> [What the task asks] Lay out every one of the records below as a numbered list, skipping any blank lines and omitting the pictures.

> [Material for this exercise]
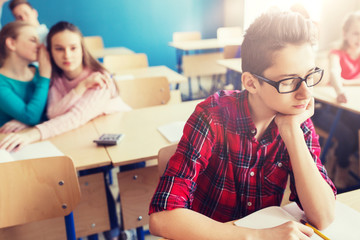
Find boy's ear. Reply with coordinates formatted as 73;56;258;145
5;37;16;51
241;72;259;93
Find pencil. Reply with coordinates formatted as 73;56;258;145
300;219;330;240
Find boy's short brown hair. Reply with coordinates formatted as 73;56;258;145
9;0;33;11
241;9;317;75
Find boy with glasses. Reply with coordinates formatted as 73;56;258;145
149;8;336;240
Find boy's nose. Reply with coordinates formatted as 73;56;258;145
297;81;311;98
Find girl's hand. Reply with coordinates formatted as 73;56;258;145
259;221;314;240
336;93;347;103
38;44;52;78
0;127;41;152
75;72;111;95
0;119;29;133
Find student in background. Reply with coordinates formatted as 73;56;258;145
0;22;130;239
0;22;51;133
149;11;336;240
0;22;130;151
9;0;49;43
313;11;360;189
0;0;9;29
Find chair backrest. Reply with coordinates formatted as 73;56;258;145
103;53;149;73
216;27;243;41
158;143;178;177
224;45;240;59
173;32;201;42
182;52;226;77
315;50;330;86
84;36;104;52
0;156;80;228
116;77;170;108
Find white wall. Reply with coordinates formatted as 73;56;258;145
224;0;244;28
239;0;360;50
319;0;360;50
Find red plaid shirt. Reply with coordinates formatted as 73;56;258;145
149;91;336;222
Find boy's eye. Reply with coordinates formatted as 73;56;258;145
280;78;297;86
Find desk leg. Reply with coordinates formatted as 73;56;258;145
65;212;76;240
320;108;343;162
136;227;145;240
175;49;183;90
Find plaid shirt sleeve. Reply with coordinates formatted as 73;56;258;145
149;100;214;214
290;118;337;206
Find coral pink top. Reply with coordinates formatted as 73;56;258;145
36;69;131;139
331;50;360;80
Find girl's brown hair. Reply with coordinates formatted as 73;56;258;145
47;21;106;77
0;21;32;67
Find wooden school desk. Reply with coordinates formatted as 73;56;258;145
93;101;200;166
169;38;243;73
217;58;242;73
91;47;134;58
0;122;111;240
114;66;186;84
313;86;360;159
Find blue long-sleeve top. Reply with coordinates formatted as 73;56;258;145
0;66;50;126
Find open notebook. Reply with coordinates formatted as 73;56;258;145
0;141;64;163
234;201;360;240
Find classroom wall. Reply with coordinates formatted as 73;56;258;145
319;0;360;50
1;0;224;69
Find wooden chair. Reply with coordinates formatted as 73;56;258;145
117;166;159;232
182;52;226;99
224;45;242;90
83;36;104;53
116;77;170;108
158;143;178;177
103;53;149;73
0;156;80;240
172;31;201;91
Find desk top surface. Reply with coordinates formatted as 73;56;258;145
169;38;243;51
49;122;111;170
93;100;200;166
313;86;360;114
112;66;186;84
217;58;242;73
91;47;134;58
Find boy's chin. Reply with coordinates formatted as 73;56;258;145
279;109;305;115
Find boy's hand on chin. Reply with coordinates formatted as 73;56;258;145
275;97;314;130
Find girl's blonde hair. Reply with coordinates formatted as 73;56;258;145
0;21;32;67
341;11;360;50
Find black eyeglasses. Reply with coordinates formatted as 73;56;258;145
252;67;324;93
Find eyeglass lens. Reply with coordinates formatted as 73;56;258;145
279;71;322;93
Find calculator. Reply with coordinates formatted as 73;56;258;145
94;133;124;146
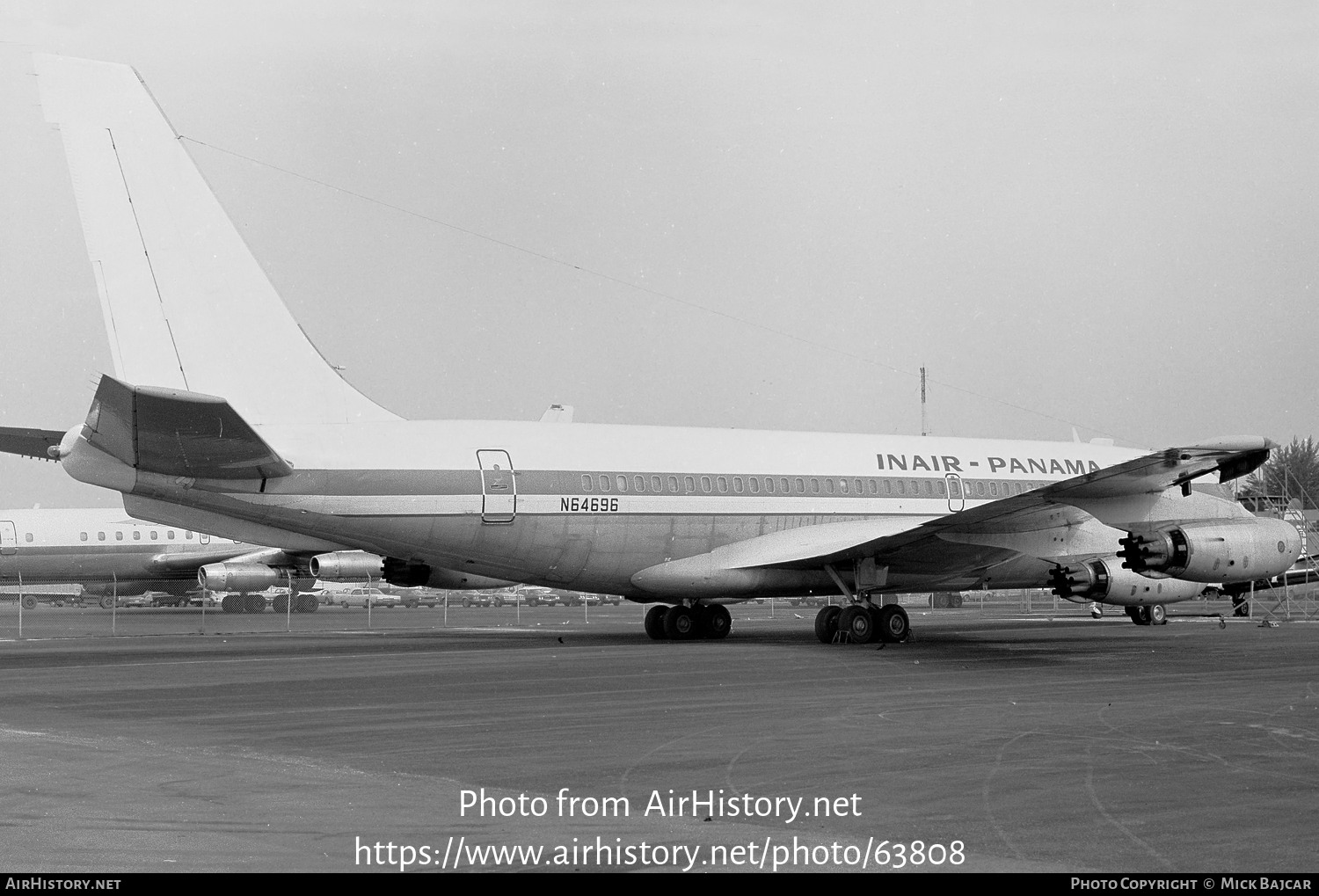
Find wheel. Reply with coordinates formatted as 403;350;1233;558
880;603;912;644
815;607;843;644
664;603;696;641
838;603;875;644
645;603;669;641
701;604;733;641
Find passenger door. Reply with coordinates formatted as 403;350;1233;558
477;448;517;522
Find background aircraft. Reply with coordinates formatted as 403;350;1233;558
12;55;1300;641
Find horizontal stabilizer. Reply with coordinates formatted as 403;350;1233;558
84;376;293;479
0;426;65;461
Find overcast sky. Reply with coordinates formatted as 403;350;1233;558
0;0;1319;506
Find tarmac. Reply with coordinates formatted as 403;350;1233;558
0;604;1319;873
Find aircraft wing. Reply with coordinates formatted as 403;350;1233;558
147;545;295;572
632;435;1274;593
0;426;65;461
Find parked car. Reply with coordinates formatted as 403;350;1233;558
324;588;403;609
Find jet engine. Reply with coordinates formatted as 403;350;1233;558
309;550;432;587
1049;557;1205;607
197;564;281;591
310;550;385;582
1118;517;1301;582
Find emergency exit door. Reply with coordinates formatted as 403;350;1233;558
477;448;517;522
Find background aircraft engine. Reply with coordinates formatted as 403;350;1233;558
1050;557;1205;607
310;550;385;582
197;564;281;591
1118;517;1301;582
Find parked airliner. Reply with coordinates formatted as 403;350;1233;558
12;55;1300;643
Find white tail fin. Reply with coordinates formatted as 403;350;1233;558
33;55;397;425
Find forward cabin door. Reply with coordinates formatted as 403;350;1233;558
477;448;517;522
944;472;967;514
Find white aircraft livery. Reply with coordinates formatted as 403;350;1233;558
15;55;1300;643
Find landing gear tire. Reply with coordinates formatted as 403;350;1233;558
838;603;875;644
664;603;696;641
701;604;733;641
815;607;843;644
878;603;912;644
645;603;669;641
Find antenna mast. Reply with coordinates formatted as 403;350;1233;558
921;367;930;435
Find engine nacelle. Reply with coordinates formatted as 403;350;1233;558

> [Answer below]
1. Find boy's ear. Reply with coordinates formatted as 73;56;258;145
2. 5;37;16;51
3. 241;72;259;93
4. Find pencil. Reply with coordinates formatted as 73;56;258;145
5. 300;219;330;240
6. Find boy's short brown hair. Reply with coordinates formatted as 73;56;258;145
7. 9;0;33;11
8. 241;9;317;75
9. Find boy with glasses. Reply with coordinates formatted as 73;56;258;145
10. 149;8;336;240
11. Find boy's nose. Reply with coordinates formatted as 73;56;258;145
12. 297;81;311;98
13. Find girl's hand. Reply with coordinates formatted as 73;56;258;145
14. 259;221;314;240
15. 336;93;347;103
16. 38;44;52;78
17. 0;127;41;152
18. 75;72;111;95
19. 0;119;29;133
20. Find student in background. Reply with coordinates formatted as 73;56;258;145
21. 0;22;130;239
22. 0;22;51;133
23. 149;11;336;240
24. 0;22;130;151
25. 9;0;49;43
26. 313;11;360;189
27. 0;0;9;29
28. Find chair backrest. Reply with coordinates formatted as 73;56;258;145
29. 103;53;149;73
30. 216;27;243;41
31. 158;143;178;177
32. 224;45;240;59
33. 173;32;201;42
34. 182;52;226;77
35. 315;50;330;86
36. 84;36;104;52
37. 0;156;80;228
38. 116;77;170;108
39. Find white wall. Reply with coordinates formatted as 73;56;258;145
40. 224;0;244;28
41. 239;0;360;50
42. 319;0;360;50
43. Find red plaid shirt. Reply with coordinates formatted as 73;56;258;145
44. 149;91;336;222
45. Find boy's eye. Reply with coordinates formatted as 73;56;258;145
46. 280;78;297;86
47. Find desk leg. Reply with coordinates formatted as 73;56;258;145
48. 65;212;76;240
49. 320;108;343;162
50. 136;227;145;240
51. 175;49;183;90
52. Find plaid shirt sleeve. Reply with coordinates formatted as 73;56;258;145
53. 149;100;214;214
54. 290;118;337;206
55. Find coral pink top. Reply with coordinates formatted as 73;56;258;145
56. 36;69;131;139
57. 331;50;360;80
58. Find girl's brown hair. Reply with coordinates formatted as 73;56;258;145
59. 47;21;106;77
60. 0;21;32;67
61. Find wooden school desk. Reply with coordinates formatted as 73;56;258;145
62. 93;101;200;166
63. 169;38;243;73
64. 217;58;242;73
65. 91;47;134;58
66. 0;122;111;240
67. 114;66;186;84
68. 313;86;360;159
69. Find blue long-sleeve top. Reply with coordinates formatted as 73;56;258;145
70. 0;66;50;126
71. Find open notebook. Reply with coordinates formatted as 73;56;258;145
72. 0;141;64;163
73. 234;201;360;240
74. Find classroom wall. Reply with coordinates formatted as 73;56;258;145
75. 319;0;360;50
76. 1;0;224;69
77. Find wooden chair. Reply with coordinates formatted as 73;56;258;145
78. 117;166;159;232
79. 182;52;226;99
80. 224;45;242;90
81. 83;36;104;53
82. 116;77;170;108
83. 158;143;178;177
84. 103;53;149;73
85. 0;156;80;240
86. 172;31;201;91
87. Find desk top surface. Reply with coordinates formatted as 73;56;258;145
88. 169;38;243;51
89. 49;122;111;170
90. 93;100;200;166
91. 313;86;360;114
92. 112;66;186;84
93. 217;58;242;73
94. 91;47;134;58
95. Find boy's chin. Reply with coordinates formatted as 73;56;258;145
96. 279;109;305;115
97. Find boy's hand on chin. Reply with coordinates formatted as 73;56;258;145
98. 275;97;314;130
99. Find girl's blonde hair. Reply with coordinates formatted as 73;56;258;145
100. 0;21;32;67
101. 341;11;360;50
102. Find black eyeglasses. Reply with coordinates formatted as 73;56;258;145
103. 252;67;324;93
104. Find eyeglass lens. Reply with coordinates formatted as 73;56;258;145
105. 279;71;322;93
106. Find calculator. Reply with coordinates formatted as 73;56;258;145
107. 94;133;124;146
108. Find wheel. Reply with coordinates formatted as 403;350;1233;558
109. 880;603;912;644
110. 815;607;843;644
111. 664;603;696;641
112. 838;603;875;644
113. 645;603;669;641
114. 701;604;733;641
115. Find passenger door. Reply with coordinates formatted as 403;350;1233;558
116. 477;448;517;522
117. Find background aircraft. Reply with coordinates formatted as 403;350;1233;558
118. 12;55;1300;641
119. Find horizontal stabilizer. Reply with coordinates formatted as 403;350;1233;558
120. 84;376;293;479
121. 0;426;65;461
122. Find overcast sky. Reply with coordinates formatted as 403;350;1233;558
123. 0;0;1319;506
124. Find tarmac. Reply with coordinates formatted as 403;350;1233;558
125. 0;604;1319;873
126. Find aircraft wing. Reply with coordinates formatted as 403;350;1233;558
127. 147;545;295;572
128. 632;435;1274;593
129. 0;426;65;461
130. Find parked car. Reply with coordinates formatted as 403;350;1233;558
131. 324;588;403;609
132. Find jet engine. Reply with coordinates formatted as 403;350;1233;558
133. 309;550;432;587
134. 1049;557;1205;607
135. 197;564;281;591
136. 310;550;385;582
137. 1118;517;1301;582
138. Find emergency exit door. Reply with coordinates formatted as 403;350;1233;558
139. 477;448;517;522
140. Find background aircraft engine. Reply with coordinates formatted as 403;350;1233;558
141. 1050;557;1205;607
142. 310;550;385;582
143. 197;564;281;591
144. 1118;517;1301;582
145. Find parked airliner. Reply with coordinates formatted as 403;350;1233;558
146. 12;55;1300;643
147. Find white tail fin. Reply with coordinates formatted as 403;350;1233;558
148. 33;55;397;425
149. Find forward cabin door. Reply with coordinates formatted as 403;350;1233;558
150. 477;448;517;522
151. 944;472;967;514
152. Find white aircraft livery. Reply with coordinates formatted as 403;350;1233;558
153. 15;55;1300;643
154. Find landing gear tire. Reply with coordinates formatted as 403;350;1233;558
155. 838;603;875;644
156. 664;603;696;641
157. 701;604;733;641
158. 815;607;843;644
159. 878;603;912;644
160. 645;603;669;641
161. Find antenna mast. Reply with coordinates formatted as 403;350;1233;558
162. 921;367;930;435
163. Find engine nacelle. Reply with coordinates formatted as 403;350;1233;558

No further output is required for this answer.